══ Extracted text ══

Third year student Romana was born with under developed limbs. Three years ago she chose to have her feet removed. While she was starting an intense revalidation process and going through a grieving process, she also started her education here at Windesheim.
Her Instagram name is @Bionic_Romana_23, in her bio she describes herself as ‘amputee girl’. She shares light-hearted, positive pictures of her daily life, for example in the gym, bar or a restaurant, but also of her artificial body parts. Third year student Finance & Control Romana Bougottaya knows what she wants and who she is. She has had to fight very hard to get there.
The Amsterdam based woman was born with ‘reduction-defect’ 23 years ago. Her limbs were not fully developed during the pregnancy. Because of that, she has a shorter left arm, she misses a few fingers on her right hand and her feet were deviant. ‘I have no fibulae, barely any knee ligaments, and I had shoe size 32.’ Says Romana. ‘My feet were in a state of permanent plantar flexion I was suffering from clubfoot. Walking was not easy. I had artificial legs which I could use with my own feet, but they were very heavy and had top parts to support my knees. After a while, walking became so difficult that I ended up in a wheelchair most of the time.
Almost three years ago Romana decided to have her feet amputated. ‘I wanted to work-out again and do other activities that are very normal for other young women. Dancing for example. After the amputation I would be able to wear normal artificial legs, so I would be able to do way more.’
A few months before the start of her first year at Windesheim Flevoland she had the surgery. ‘That was hard. When I woke up from the surgery I thought I still had my feet. It was quite a shock to discover that they were gone. Even though I had made this decision for myself, I still ended up going through a grieving process. It felt as if I had lost a loved one. It was a tough time, physically and mentally. Walking for the first time was extremely painful and exciting, because how was it going to continue? I was in the middle of processing, revalidating in Utrecht, travelling to Almere for classes daily, studied hard and had to deal with wounds that didn’t want to heal. It was hard, but I don’t regret it. I gave away a piece of my body and I received a life in return.

═══

Questions on the material:
1. Answer these questions from the profile of student Romana Bougottaya:
(a) What is her Instagram name?
(b) What shoe size did she have before the amputation?
(c) In which city did she do her revalidation?
2. Write the next part of the profile of student Romana Bougottaya, picking up after its last sentence.
The listing comes from an unrelated source.

══ Extracted data ══

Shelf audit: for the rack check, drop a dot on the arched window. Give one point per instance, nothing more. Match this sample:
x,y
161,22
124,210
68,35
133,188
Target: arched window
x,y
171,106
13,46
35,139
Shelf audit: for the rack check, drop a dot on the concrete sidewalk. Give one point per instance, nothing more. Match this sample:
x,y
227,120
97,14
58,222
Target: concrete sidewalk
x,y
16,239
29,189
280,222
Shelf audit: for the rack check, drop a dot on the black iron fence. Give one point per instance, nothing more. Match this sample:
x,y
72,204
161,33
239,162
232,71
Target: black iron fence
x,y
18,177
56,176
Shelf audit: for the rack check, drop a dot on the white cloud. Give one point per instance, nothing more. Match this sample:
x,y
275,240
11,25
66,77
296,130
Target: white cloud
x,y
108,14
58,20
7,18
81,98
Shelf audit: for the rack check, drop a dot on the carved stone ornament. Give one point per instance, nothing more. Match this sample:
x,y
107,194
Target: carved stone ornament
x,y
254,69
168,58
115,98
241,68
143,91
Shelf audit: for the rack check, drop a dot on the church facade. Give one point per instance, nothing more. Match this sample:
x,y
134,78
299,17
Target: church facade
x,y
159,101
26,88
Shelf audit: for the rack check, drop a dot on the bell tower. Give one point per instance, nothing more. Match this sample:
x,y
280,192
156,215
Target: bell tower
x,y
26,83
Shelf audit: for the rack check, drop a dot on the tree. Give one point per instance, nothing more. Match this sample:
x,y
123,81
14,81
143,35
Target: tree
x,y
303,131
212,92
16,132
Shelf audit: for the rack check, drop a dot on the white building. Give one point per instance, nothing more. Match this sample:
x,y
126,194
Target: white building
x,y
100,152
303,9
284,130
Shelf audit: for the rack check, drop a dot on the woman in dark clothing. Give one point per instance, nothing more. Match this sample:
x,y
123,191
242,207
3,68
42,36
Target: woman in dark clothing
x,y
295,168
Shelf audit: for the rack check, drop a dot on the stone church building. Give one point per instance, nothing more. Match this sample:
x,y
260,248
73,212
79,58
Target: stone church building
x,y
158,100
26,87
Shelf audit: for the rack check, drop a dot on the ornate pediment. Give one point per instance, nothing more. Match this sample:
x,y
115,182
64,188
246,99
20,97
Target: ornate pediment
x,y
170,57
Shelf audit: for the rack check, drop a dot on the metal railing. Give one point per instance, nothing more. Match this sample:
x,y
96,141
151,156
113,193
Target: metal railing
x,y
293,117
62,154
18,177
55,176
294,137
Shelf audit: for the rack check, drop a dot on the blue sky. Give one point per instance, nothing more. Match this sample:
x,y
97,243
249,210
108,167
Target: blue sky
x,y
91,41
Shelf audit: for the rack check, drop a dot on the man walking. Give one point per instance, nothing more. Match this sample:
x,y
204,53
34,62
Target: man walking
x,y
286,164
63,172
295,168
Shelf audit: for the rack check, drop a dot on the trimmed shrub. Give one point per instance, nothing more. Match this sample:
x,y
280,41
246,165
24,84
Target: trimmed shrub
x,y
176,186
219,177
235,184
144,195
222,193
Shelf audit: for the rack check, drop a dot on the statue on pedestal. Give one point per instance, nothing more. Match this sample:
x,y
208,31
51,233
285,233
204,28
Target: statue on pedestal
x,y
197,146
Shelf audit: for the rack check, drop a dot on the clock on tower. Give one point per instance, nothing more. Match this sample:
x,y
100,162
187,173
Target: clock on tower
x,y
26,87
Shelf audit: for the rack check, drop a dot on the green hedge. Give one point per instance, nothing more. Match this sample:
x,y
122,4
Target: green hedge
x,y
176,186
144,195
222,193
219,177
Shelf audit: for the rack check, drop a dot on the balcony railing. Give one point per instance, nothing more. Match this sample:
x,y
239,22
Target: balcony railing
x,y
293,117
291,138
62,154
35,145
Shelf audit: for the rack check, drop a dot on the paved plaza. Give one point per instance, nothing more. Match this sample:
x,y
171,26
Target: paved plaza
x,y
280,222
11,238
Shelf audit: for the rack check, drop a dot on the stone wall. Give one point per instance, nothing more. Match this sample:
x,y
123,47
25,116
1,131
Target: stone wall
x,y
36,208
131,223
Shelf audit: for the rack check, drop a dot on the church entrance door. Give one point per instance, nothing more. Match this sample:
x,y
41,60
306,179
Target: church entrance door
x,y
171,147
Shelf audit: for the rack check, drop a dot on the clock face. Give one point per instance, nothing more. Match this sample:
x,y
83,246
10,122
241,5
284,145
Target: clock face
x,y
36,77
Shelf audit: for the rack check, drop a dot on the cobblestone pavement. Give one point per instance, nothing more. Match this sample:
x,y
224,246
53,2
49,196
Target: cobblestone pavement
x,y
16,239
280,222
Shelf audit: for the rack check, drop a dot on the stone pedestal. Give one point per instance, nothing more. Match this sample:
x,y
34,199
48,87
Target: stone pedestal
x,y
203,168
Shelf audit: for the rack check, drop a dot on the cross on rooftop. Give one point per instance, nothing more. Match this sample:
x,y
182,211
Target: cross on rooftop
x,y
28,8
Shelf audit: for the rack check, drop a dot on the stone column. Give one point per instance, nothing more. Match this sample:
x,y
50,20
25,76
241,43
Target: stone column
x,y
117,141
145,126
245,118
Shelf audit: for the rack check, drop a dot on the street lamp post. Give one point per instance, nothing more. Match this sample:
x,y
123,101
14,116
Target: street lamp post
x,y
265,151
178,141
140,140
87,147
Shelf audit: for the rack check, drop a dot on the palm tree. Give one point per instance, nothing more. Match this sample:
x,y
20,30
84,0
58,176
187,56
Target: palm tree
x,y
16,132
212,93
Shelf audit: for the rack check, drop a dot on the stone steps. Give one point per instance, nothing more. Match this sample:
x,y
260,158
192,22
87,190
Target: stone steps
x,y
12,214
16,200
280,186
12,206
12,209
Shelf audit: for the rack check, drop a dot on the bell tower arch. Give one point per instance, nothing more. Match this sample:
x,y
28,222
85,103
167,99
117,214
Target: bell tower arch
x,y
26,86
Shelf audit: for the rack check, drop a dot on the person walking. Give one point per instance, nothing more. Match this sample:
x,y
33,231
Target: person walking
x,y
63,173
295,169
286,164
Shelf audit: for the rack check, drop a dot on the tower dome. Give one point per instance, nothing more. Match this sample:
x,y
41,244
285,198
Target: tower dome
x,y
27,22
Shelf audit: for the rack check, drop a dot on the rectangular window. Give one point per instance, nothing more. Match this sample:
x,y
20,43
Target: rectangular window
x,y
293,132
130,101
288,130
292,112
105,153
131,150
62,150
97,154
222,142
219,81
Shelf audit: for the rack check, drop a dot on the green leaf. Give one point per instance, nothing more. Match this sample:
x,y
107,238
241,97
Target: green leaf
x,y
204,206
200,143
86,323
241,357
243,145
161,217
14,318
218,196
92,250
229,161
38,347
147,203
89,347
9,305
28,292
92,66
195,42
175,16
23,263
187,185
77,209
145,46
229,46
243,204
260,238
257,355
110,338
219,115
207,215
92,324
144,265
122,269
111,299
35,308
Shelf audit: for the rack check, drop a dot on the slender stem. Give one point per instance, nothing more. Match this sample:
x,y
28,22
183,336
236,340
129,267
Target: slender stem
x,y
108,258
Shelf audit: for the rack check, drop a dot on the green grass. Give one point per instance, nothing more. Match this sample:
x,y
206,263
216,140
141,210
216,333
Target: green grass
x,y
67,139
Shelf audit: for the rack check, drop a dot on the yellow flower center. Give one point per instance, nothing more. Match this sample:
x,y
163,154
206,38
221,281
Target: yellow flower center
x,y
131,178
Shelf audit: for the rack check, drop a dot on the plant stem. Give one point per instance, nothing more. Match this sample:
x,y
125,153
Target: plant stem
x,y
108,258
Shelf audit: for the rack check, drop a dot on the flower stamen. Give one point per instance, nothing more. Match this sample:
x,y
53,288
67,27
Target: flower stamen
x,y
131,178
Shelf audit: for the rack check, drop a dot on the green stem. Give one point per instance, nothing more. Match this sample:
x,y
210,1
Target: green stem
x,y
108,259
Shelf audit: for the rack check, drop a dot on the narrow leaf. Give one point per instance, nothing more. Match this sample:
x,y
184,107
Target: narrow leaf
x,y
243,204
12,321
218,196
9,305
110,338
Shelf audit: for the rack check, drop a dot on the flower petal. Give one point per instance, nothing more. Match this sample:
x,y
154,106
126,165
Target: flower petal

═══

Responses by item number:
1.
(a) @Bionic_Romana_23
(b) 32
(c) Utrecht

2.
Insatiable fighting spirit
Romana had developed an insatiable fighting spirit. ‘I didn’t want to just feel down and I have worked very hard. I passed my first year in time and I didn’t have any backlog.’ Romana started at MBO level. After this HBO course she intends to attend University to get her master’s degree. ‘I know the way I want to go, which is forward.’ She’d received a lot of support from her classmates, teachers and the dean. ‘The first weeks I was still in a wheelchair. Everyone reacted in a cool manner. Classmates grabbed my books for me and were very understanding if I wasn’t able to be there for a project. Very comforting. It probably helps that I don’t care what people think of my disability and that I radiate that vibe as well.’
Born this way
Romana has two tattoos. ‘When I was eighteen I had ‘Born this way’ tattooed on my shoulder. I was born with a disability and I have never had any issues with that. After my surgery I had the text ‘never give up’ tattooed on the back of my shoulder. Because of me not giving up I can walk straight up and even go long distances. Besides that, I have learnt how to ride a bike, which I couldn’t before because of the heavy artificial legs that I had back then. I am so happy with it! Sometimes I cycle to school just because I now can. Besides that I play basketball, I work out and I dance! When I was able to walk for the very first time I felt so much freedom. Awesome!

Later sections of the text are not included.